▸ Extrait

::::::

Cinq ans après le début des troubles de la zone euro, la crise grecque est dans une phase décisive. La décision d’Alexis Tsipras de rompre les négociations avec le FMI et l’Union européenne pour organiser le 5 juillet prochain un référendum sur les mesures d’économies demandées par les créanciers en échange d’une poursuite de la politique d’aide est lourde de risques pour son pays et pour l’Union européenne (UE) dans son ensemble.

L’inconnue économique

Certes, d’un point de vue économique, l’eurozone semble se trouver dans une situation plus stable qu’au début de la crise. Les mesures de stabilisation adoptées depuis 2010 – qu’il s’agisse du Mécanisme européen de stabilité (MSE), de la politique d’achats par la BCE de titres financiers, ou de la mise en place de l’union bancaire – rendent la zone euro moins vulnérable aux conséquences économiques d’un éventuel « Grexit ». L’assainissement en cours des économies de l’Italie, de l’Espagne, de l’Irlande, du Portugal, aussi fragile qu’il soit notamment au plan de l’emploi, permet d’imaginer un défaut grec sans effet boomerang immédiat et automatique sur les économies du Sud de l’UE. Toutefois, cette perspective d’un Grexit est très loin d’être sans risques et exige une réponse politique à la hauteur des enjeux. Au plan économique, un défaut grec pourrait en effet entraîner une nouvelle envolée des spreads entre le Nord et le Sud, et anéantir en peu de temps cinq années d’efforts – douloureux et contestés – en termes d’assainissement budgétaire, mettant à nu les contradictions de la politique d’austérité, et procurant des arguments difficilement réfutables à ceux qui combattent la construction européenne. Devant l’incapacité – et le défaut de volonté – de l’espace économique le plus puissant de la planète à remettre sur les rails un pays d’à peine 11 millions d’habitants, marchés et bourses pourraient être pris d’un vent de panique impactant fortement le système financier international, à l’image de 2008 après la faillite de Lehman Brothers. Miser sur la solidité de la zone euro face au risque du Grexit est au moins très osé.

::::::

▸ Données d'entrée
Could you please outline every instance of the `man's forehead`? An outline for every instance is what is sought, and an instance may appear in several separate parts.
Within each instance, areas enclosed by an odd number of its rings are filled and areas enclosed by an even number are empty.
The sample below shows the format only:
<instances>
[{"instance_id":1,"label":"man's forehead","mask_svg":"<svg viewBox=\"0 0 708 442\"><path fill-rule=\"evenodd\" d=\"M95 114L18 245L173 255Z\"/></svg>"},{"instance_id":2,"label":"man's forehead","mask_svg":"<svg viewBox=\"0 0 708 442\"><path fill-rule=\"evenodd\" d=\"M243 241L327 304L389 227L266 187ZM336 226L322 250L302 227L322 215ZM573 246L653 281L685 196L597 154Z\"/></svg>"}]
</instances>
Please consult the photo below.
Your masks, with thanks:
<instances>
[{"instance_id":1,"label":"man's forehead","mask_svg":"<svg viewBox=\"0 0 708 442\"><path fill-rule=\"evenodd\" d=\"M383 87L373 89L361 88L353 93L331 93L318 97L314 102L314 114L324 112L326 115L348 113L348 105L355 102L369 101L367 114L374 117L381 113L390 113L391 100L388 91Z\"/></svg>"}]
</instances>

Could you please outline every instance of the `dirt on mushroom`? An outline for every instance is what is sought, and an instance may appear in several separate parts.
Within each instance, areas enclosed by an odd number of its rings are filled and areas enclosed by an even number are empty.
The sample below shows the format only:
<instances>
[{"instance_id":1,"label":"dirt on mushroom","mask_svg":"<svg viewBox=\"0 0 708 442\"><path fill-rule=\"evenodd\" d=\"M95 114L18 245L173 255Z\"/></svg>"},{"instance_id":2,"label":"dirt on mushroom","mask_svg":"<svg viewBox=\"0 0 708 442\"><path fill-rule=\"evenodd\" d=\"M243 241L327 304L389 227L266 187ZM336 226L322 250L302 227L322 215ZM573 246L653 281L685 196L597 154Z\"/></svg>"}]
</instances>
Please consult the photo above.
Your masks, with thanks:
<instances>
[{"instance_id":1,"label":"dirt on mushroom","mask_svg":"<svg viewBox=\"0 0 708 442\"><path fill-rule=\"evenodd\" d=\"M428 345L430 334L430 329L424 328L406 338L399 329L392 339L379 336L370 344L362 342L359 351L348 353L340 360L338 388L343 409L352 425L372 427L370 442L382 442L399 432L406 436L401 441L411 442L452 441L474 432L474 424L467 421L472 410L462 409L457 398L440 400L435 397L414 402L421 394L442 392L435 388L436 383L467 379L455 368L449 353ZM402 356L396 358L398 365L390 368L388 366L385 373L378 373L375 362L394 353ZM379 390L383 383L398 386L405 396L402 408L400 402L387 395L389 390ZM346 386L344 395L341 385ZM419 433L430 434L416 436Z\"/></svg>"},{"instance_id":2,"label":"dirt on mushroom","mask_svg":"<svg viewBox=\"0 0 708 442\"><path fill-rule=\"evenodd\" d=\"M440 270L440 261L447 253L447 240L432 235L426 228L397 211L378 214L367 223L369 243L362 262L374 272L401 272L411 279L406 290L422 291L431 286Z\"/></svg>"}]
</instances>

::::::

▸ Consignes
1. D'après l'extrait sur la crise grecque, à quelle date Alexis Tsipras veut-il organiser un référendum ?
2. Relevez chaque ligne des entrées qui contient la chaîne "several", en tenant compte de la casse.

▸ Réponses
1. Le 5 juillet prochain.

2.
Could you please outline every instance of the `man's forehead`? An outline for every instance is what is sought, and an instance may appear in several separate parts.
Could you please outline every instance of the `dirt on mushroom`? An outline for every instance is what is sought, and an instance may appear in several separate parts.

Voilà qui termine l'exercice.